[To be done]
Count the lines in the entries below that contain the string "stone", where uppercase and lowercase letters count as different. Reply with the number alone.

[Dataset records]

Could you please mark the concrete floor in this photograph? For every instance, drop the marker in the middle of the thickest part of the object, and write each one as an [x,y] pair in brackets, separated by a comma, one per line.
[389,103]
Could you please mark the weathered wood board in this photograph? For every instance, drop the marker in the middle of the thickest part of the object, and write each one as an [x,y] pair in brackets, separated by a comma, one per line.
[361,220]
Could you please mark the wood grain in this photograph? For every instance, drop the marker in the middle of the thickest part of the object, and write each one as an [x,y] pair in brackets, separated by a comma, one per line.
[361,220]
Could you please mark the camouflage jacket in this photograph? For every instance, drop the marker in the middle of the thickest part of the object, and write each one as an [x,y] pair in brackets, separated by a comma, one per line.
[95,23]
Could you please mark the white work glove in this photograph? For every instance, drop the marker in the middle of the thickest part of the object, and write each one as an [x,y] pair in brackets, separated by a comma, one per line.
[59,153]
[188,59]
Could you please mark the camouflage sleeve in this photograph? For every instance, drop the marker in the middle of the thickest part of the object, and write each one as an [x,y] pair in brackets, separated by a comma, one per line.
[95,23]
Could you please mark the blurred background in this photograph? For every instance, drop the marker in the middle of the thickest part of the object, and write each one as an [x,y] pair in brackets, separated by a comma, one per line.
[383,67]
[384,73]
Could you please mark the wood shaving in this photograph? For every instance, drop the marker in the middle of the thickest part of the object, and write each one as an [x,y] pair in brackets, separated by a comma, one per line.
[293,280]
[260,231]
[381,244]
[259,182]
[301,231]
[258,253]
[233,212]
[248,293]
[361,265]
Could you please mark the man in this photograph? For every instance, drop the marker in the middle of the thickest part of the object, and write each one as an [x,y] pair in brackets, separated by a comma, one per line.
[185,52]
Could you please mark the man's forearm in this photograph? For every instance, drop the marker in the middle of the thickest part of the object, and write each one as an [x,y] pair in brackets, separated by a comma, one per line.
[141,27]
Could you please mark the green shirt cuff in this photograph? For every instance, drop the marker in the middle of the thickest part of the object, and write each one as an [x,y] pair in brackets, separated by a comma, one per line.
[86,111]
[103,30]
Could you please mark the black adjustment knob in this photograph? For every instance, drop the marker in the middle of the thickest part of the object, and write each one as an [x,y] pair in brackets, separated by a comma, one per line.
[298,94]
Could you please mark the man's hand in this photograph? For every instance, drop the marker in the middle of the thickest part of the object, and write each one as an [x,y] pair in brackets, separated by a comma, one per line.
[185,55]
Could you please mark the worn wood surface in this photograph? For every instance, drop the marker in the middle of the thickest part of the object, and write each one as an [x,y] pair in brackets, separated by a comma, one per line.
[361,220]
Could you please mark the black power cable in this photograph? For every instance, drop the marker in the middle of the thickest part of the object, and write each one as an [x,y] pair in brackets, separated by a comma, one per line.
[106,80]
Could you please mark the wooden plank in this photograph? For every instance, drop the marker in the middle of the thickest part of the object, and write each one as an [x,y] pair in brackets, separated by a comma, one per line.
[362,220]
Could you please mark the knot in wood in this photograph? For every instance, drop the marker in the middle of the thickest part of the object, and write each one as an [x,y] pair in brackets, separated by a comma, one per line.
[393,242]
* * *
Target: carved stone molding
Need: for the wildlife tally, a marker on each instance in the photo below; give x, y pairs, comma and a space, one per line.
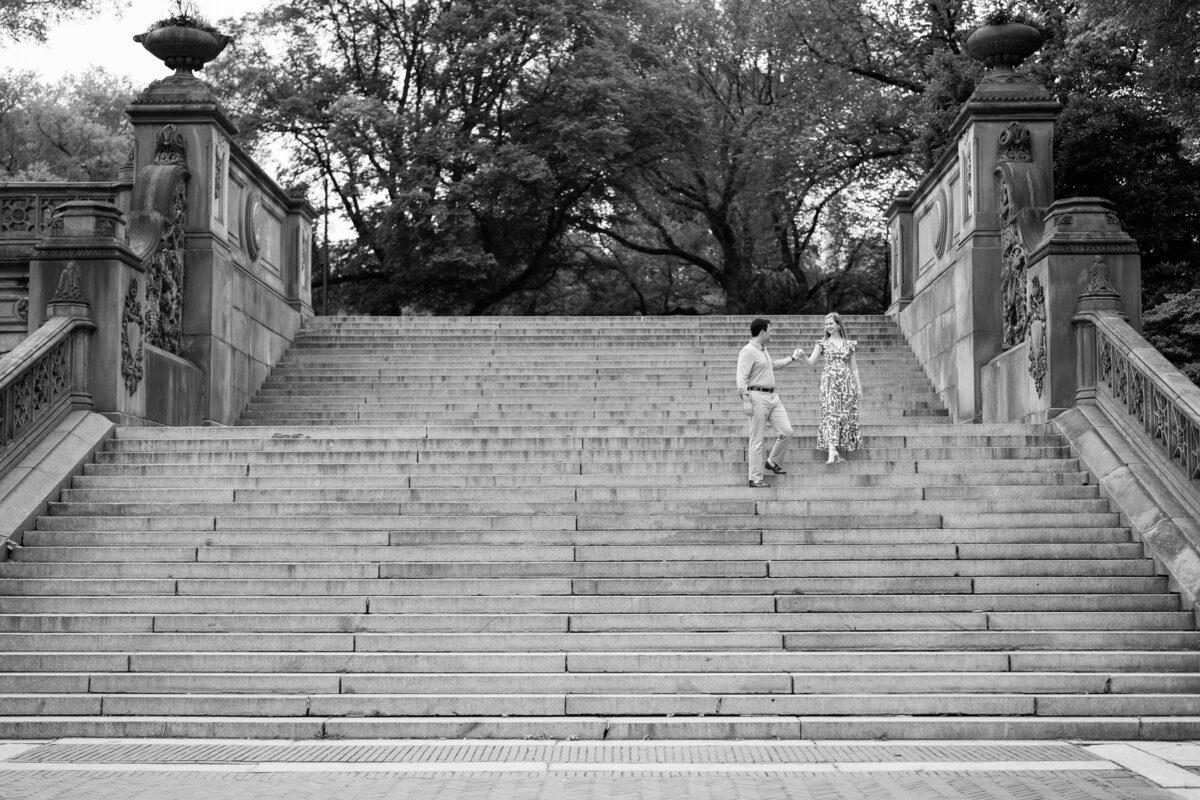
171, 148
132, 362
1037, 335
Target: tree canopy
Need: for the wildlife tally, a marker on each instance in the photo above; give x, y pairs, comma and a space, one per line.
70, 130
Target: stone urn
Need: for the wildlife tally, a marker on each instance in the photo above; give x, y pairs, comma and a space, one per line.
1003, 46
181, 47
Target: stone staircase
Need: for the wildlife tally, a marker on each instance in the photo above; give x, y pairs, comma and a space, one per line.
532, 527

[Solution for this problem]
3